▸ Stored data entries
>>>>
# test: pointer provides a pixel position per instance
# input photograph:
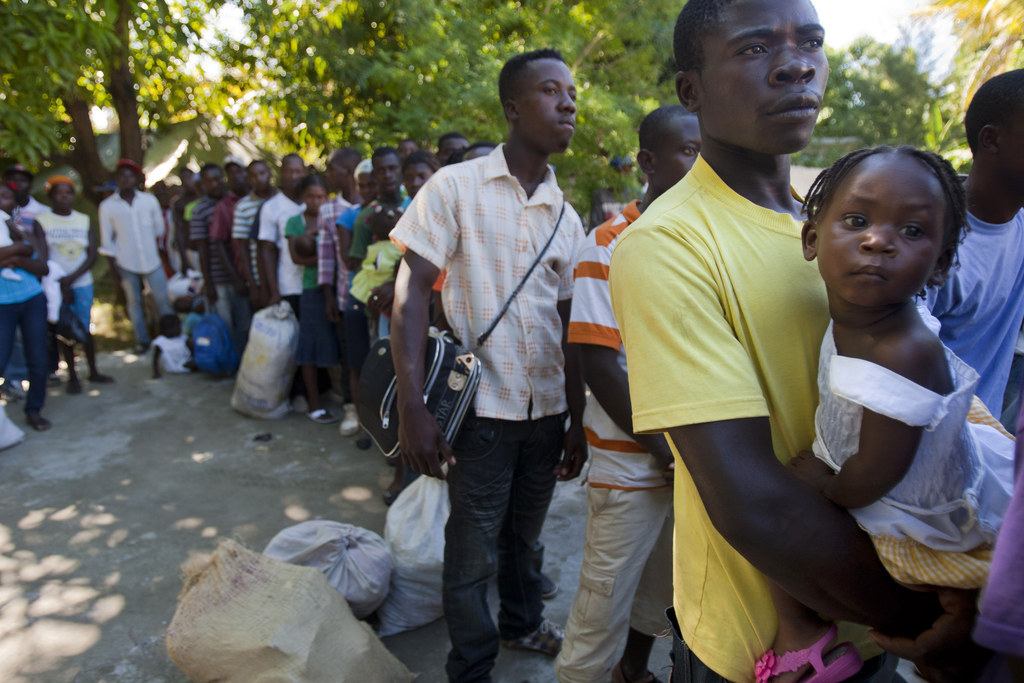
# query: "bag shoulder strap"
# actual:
(486, 333)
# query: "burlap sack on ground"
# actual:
(246, 617)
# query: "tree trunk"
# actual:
(85, 157)
(121, 86)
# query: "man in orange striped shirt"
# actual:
(629, 517)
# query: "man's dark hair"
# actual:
(312, 180)
(508, 80)
(451, 135)
(382, 152)
(954, 228)
(422, 157)
(653, 125)
(344, 156)
(994, 103)
(697, 18)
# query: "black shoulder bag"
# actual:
(452, 375)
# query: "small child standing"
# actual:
(318, 346)
(894, 442)
(71, 239)
(171, 349)
(365, 307)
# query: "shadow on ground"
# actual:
(97, 515)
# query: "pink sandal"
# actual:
(838, 665)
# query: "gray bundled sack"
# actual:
(354, 560)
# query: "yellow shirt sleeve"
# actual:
(686, 365)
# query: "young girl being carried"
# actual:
(901, 441)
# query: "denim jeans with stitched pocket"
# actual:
(500, 488)
(30, 317)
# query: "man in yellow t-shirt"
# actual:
(722, 319)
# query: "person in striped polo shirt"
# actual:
(629, 503)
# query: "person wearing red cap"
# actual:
(130, 221)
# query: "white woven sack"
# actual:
(244, 617)
(264, 378)
(10, 434)
(415, 532)
(354, 560)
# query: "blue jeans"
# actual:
(30, 316)
(686, 668)
(500, 489)
(132, 285)
(237, 311)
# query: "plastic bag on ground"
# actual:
(244, 617)
(264, 379)
(415, 532)
(355, 561)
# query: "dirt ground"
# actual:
(97, 515)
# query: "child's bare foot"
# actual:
(37, 422)
(797, 649)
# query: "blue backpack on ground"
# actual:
(213, 349)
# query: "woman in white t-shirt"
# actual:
(71, 239)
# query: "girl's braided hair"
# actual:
(954, 228)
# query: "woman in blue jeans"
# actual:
(24, 304)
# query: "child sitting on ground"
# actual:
(900, 440)
(379, 267)
(172, 350)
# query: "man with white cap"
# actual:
(130, 221)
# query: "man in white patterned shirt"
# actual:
(484, 222)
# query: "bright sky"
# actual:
(882, 19)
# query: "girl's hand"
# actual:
(810, 470)
(381, 298)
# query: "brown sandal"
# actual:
(38, 422)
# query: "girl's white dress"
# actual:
(937, 524)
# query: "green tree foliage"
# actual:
(877, 94)
(62, 58)
(344, 72)
(990, 37)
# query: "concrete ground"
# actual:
(97, 515)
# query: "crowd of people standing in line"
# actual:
(810, 370)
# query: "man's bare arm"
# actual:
(809, 546)
(421, 441)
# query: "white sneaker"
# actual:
(349, 422)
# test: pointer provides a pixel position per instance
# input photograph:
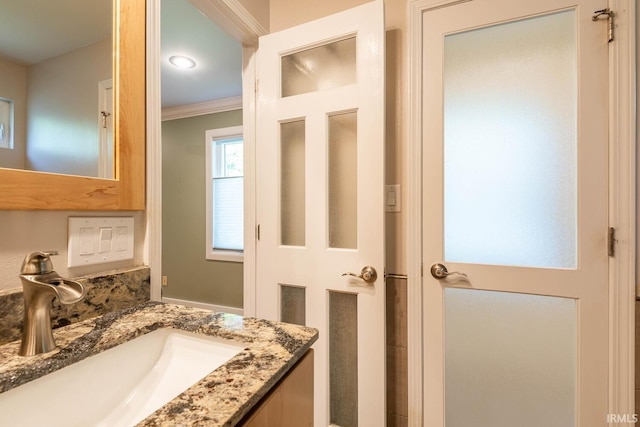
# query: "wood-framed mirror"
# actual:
(30, 190)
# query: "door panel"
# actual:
(515, 196)
(320, 148)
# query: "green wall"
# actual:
(190, 275)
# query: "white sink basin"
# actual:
(120, 386)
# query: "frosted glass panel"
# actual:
(343, 171)
(343, 359)
(292, 304)
(510, 359)
(510, 143)
(292, 183)
(320, 68)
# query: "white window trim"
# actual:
(217, 254)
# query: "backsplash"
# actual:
(105, 292)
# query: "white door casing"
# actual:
(587, 283)
(314, 264)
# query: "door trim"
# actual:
(235, 19)
(622, 209)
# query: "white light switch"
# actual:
(86, 240)
(97, 240)
(393, 198)
(105, 240)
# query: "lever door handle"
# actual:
(368, 274)
(439, 271)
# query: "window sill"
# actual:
(230, 256)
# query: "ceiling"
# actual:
(34, 30)
(218, 73)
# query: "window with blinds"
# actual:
(225, 207)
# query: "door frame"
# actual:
(235, 19)
(622, 208)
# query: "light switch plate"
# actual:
(99, 240)
(392, 198)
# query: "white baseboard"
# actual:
(212, 307)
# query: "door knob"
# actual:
(368, 274)
(439, 271)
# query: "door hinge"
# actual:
(609, 16)
(611, 242)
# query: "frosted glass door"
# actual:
(510, 143)
(515, 191)
(320, 181)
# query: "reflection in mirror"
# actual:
(56, 78)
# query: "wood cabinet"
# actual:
(290, 402)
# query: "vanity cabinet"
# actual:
(290, 402)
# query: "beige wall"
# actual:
(62, 110)
(13, 86)
(286, 14)
(23, 232)
(190, 276)
(259, 9)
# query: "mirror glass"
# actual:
(56, 86)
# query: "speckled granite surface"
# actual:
(222, 398)
(106, 292)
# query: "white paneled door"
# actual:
(515, 203)
(320, 148)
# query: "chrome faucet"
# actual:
(40, 285)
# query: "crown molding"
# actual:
(202, 108)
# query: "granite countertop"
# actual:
(221, 398)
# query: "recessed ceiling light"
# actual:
(182, 61)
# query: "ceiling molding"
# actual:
(234, 18)
(202, 108)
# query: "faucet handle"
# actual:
(38, 263)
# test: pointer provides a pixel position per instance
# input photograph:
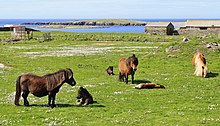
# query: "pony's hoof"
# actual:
(26, 104)
(52, 106)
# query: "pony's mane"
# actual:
(132, 58)
(201, 56)
(55, 79)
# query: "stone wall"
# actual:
(198, 31)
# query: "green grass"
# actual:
(187, 99)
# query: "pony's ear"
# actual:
(128, 61)
(55, 80)
(69, 73)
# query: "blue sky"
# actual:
(129, 9)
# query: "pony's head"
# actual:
(132, 61)
(204, 71)
(69, 77)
<<<<
Every line containing the string "green" is required; copy each such line from the data.

# query: "green tree foliage"
# query: "green wall"
# query: "green grass"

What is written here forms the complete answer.